● Selected passage
◆ ◆ ◆ ◆

Date of this Version
Environ. Sci. Technol. 2009, 43, 630–636
The distribution and speciation of U and Cu in contaminated vadose zone and aquifer sediments from the U.S. DOE Hanford site (300 Area) were determined using a combination of synchrotron-based micro-X-ray fluorescence (μXRF) imaging, micro-X-ray absorption near edge structure (μXANES) spectroscopy, and micro-X-ray diffraction (μXRD) techniques combined with bulk U LIII-edge X-ray absorption fine structure (XAFS) spectroscopy. Samples were collected from within the inactive North Process Pond (NPP2) at 8 ft (2.4 m, NPP2-8) depth and 12 ft (3.7 m, NPP2-12) depth in the vadose zone, and fines were isolated from turbid groundwater just below the water Table (12-14 ft, ∼4 m, NPP2-GW). μXRF imaging, μXRD, and μXANES spectroscopy revealed two major U occurrences within the vadose and groundwater zones: (1) low to moderate concentrations of U(VI) associated with finetextured grain coatings that were consistently found to contain clinochlore (referred to here as chlorite) observed in all three samples, and (2) U(VI)-Cu(II) hotspots consisting of micrometer-sized particles associated with surface coatings on grains of muscovite and chlorite observed in samples NPP2- 8′ and NPP2-GW. In the aquifer fines (NPP2-GW), these particles were identified as cuprosklodowskite (cps: Cu[(UO2)(SiO2OH)]2 ·6H2O) and metatorbernite (mtb: Cu(UO2)2(PO4)2 ·8H2O). In contrast, the U-Cu-containing particles in the vadose zone were X-ray amorphous. Analyses of U LIII-edge XAFS spectra by linear-combination fitting indicated that U speciation consisted of (1) ∼75% uranyl sorbed to chlorite and ∼25% mtb-like X-ray amorphous U-Cuphosphates (8 ft depth), (2) nearly 100% sorbed uranyl (12 ft depth), and (3) ∼70% uranyl sorbed to chlorite and ∼30% cps/mtb (groundwater zone). These findings suggest that dissolution of U(VI)-Cu(II)-bearing solids as well as desorption of U(VI), mainly from phyllosilicates, are important persistent sources of U(VI) to the associated uranium groundwater plume in Hanford Area 300.

◆ ◆ ◆ ◆

● Data listing
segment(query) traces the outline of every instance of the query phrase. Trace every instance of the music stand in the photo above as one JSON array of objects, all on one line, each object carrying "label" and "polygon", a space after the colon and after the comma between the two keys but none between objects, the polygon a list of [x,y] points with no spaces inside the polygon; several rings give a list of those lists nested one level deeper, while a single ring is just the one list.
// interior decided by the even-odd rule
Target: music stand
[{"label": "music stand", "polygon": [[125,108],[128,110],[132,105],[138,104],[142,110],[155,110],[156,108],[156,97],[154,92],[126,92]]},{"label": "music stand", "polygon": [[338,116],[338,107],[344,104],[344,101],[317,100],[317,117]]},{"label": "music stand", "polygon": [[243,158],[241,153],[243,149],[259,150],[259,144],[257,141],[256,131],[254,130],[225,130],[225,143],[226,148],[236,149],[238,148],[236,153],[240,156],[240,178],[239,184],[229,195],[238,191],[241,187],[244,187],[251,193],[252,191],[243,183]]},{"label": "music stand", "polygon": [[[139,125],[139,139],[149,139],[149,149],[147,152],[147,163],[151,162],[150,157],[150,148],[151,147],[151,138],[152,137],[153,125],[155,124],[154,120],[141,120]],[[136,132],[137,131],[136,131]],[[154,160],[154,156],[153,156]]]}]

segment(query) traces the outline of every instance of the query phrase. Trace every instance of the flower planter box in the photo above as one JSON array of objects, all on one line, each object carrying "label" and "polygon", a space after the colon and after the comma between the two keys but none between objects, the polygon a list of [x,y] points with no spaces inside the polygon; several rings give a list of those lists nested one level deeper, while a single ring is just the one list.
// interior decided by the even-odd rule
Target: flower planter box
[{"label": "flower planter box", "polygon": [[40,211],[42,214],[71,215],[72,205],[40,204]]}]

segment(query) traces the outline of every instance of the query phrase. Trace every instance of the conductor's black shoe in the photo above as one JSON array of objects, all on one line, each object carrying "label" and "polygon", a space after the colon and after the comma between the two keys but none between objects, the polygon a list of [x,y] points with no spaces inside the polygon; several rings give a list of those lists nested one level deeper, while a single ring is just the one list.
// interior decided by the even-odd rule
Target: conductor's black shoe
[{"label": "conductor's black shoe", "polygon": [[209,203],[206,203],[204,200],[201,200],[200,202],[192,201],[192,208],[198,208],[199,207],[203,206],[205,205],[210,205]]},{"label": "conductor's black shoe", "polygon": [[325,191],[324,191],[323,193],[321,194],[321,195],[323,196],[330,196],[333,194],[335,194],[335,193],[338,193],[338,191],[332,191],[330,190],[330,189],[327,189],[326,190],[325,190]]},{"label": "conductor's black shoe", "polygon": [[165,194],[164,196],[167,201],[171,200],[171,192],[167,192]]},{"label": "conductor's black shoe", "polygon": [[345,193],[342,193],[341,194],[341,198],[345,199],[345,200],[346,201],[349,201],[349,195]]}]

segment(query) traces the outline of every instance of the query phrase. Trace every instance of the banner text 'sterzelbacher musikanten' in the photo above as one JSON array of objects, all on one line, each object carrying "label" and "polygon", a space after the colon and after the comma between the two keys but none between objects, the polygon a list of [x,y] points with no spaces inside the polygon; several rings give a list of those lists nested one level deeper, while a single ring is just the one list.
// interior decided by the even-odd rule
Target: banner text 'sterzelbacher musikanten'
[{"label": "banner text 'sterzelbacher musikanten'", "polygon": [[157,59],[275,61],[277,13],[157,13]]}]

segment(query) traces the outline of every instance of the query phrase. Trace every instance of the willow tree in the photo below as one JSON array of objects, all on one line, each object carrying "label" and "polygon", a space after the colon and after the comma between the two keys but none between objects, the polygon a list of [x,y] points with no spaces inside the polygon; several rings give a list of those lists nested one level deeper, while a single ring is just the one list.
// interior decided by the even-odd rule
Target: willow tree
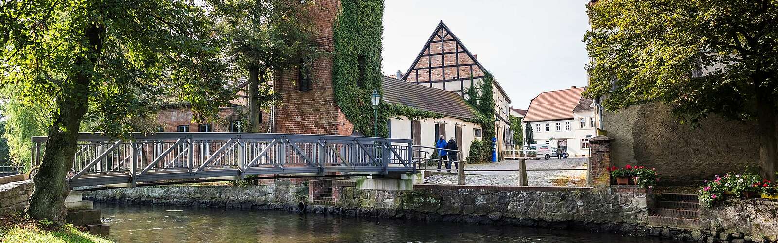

◆ ◆ ◆ ◆

● What the task asks
Using the abstract about uranium and copper in Hanford sediments, decide whether each statement agrees with it, and answer yes or no with the deciding words from the abstract quoted exactly. (a) The uranium-copper particles in the vadose zone were identified as cuprosklodowskite. (b) Uranium at the 12 ft depth was almost entirely sorbed uranyl. (c) U(VI)-Cu(II) hotspots were observed in all three samples. Rely on the abstract about uranium and copper in Hanford sediments alone, not on the rows.

● Your solution
(a) No: "In contrast, the U-Cu-containing particles in the vadose zone were X-ray amorphous."
(b) Yes: "(2) nearly 100% sorbed uranyl (12 ft depth)"
(c) No: "observed in samples NPP2- 8′ and NPP2-GW"